[TEXT SEGMENT]:

ALBUQUERQUE, N.M. (KRQE) – Designed by a nurse, for a nurse. Some in the medical field say personal protective equipment is becoming harder to find across the state. Now, one Albuquerque nurse is trying to make the masks they do have last a little bit longer.
“Being a mom of three little kids, I would have to think long and hard about whether or not I would actually work a shift without one,” said Jessica Nandino, a nurse who works at an urgent care facility in Albuquerque.
Nandino is talking about N-95 respiratory masks. The masks are nearly sold out across the country. “It used to be a single-use. We would go into a patient’s room and upon exiting we would throw it away. Now, we’re being asked to use them for an entire shift or even an entire week,” said Nandino.
To make the masks they do have last a little bit longer, Nandino and her family are making fabric mask covers. “I know that fabric is very limited in its capability of stopping virus size particles but my thought is if it filters something the N95 will have to filter a little less and therefore extend the life a little bit,” said Nandino.

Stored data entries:
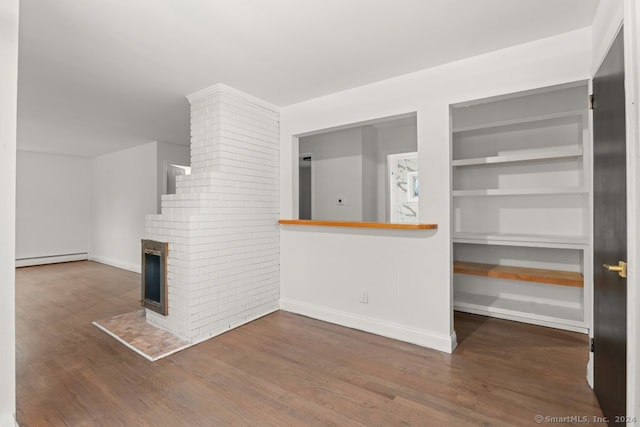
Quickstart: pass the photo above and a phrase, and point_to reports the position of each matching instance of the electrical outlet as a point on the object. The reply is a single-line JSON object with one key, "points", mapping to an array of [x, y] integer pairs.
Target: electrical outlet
{"points": [[364, 296]]}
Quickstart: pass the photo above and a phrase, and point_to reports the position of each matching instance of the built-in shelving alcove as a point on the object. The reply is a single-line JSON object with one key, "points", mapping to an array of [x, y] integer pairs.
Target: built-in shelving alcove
{"points": [[521, 206]]}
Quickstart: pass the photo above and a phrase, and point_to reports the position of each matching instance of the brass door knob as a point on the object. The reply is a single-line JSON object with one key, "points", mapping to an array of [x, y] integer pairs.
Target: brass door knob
{"points": [[621, 268]]}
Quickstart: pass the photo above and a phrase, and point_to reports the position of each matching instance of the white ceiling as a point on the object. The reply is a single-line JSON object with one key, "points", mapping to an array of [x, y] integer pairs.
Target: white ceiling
{"points": [[97, 76]]}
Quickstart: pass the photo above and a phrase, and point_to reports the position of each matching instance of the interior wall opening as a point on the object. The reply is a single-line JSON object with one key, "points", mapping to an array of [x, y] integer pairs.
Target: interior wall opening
{"points": [[345, 174]]}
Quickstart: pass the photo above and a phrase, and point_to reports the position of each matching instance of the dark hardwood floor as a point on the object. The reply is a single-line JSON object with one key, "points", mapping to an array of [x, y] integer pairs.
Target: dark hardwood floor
{"points": [[282, 369]]}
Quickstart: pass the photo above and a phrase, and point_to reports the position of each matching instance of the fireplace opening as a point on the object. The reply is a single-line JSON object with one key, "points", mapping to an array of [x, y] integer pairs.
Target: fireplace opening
{"points": [[154, 276]]}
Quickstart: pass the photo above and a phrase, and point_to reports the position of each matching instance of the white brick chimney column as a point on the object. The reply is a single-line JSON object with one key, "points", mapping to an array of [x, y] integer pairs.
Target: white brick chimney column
{"points": [[222, 225]]}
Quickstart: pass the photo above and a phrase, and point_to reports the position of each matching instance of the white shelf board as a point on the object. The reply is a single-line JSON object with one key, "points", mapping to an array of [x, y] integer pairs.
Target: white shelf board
{"points": [[523, 156], [519, 191], [554, 316], [524, 120], [529, 240]]}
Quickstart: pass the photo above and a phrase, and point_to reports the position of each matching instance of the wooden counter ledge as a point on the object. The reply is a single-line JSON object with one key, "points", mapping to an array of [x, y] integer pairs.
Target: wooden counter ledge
{"points": [[359, 224]]}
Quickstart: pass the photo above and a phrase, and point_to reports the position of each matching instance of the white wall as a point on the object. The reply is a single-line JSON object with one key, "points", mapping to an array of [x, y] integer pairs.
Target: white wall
{"points": [[8, 101], [124, 190], [336, 172], [169, 154], [53, 197], [423, 278]]}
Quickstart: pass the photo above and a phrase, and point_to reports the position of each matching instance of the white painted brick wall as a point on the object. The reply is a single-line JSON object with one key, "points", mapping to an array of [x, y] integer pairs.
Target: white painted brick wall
{"points": [[222, 229]]}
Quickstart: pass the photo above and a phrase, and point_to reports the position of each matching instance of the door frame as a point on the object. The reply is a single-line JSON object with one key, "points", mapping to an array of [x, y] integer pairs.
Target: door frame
{"points": [[629, 14], [632, 84]]}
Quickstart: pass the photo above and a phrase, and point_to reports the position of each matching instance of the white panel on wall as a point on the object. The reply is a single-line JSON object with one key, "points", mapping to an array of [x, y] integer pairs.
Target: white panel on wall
{"points": [[53, 204], [124, 191]]}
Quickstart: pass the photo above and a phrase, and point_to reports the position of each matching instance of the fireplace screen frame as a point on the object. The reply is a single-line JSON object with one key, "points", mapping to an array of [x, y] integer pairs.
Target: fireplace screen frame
{"points": [[161, 250]]}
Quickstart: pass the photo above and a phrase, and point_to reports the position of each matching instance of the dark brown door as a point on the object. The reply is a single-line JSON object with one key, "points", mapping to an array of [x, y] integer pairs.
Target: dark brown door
{"points": [[610, 234]]}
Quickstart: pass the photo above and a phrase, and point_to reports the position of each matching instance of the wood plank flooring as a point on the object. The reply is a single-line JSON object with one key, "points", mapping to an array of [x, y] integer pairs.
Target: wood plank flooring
{"points": [[282, 369]]}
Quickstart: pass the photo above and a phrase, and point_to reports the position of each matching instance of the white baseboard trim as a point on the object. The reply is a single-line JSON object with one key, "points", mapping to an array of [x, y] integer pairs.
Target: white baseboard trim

[WORK INSTRUCTION]: Pick up the news story about the Albuquerque nurse's fabric mask covers after its last sentence and write what comes next. You won't need the records for anything here.

[RESPONSE]:
It’s no scientifically tried and true method but it is something. “Something is better than nothing but it’s not good. The CDC came out and said for us to rap bandanas around our face,” said Nandino.
Friday, the Department of Health says they have an “adequate” supply of N-95 masks.
Wednesday, Governor Michelle Lujan Grisham said the state only got 25% of its personal protective equipment allocation from the federal government. “We’re very unhappy about this,” said Lujan Grisham.
The administration is prioritizing redistributing supplies to counties with confirmed COVID-19 cases, primarily to hospitals but also to other health entities. A spokesperson for the DOH did not specify when the next shipment could come.
Nandino plans to keep making masks for nurses who want them, hoping to both protect them and send a powerful message.
“We are putting other’s lives before ours now more than ever and I wanted a visual representation of that. When we start showing up to work in homespun masks with all different kinds of fabric from different seamstresses, that is an image that hopefully makes someone pay attention,” said Nandino.
Currently, the Department of Health is asking all clinics to conserve their PPE and use it for the most critical cases.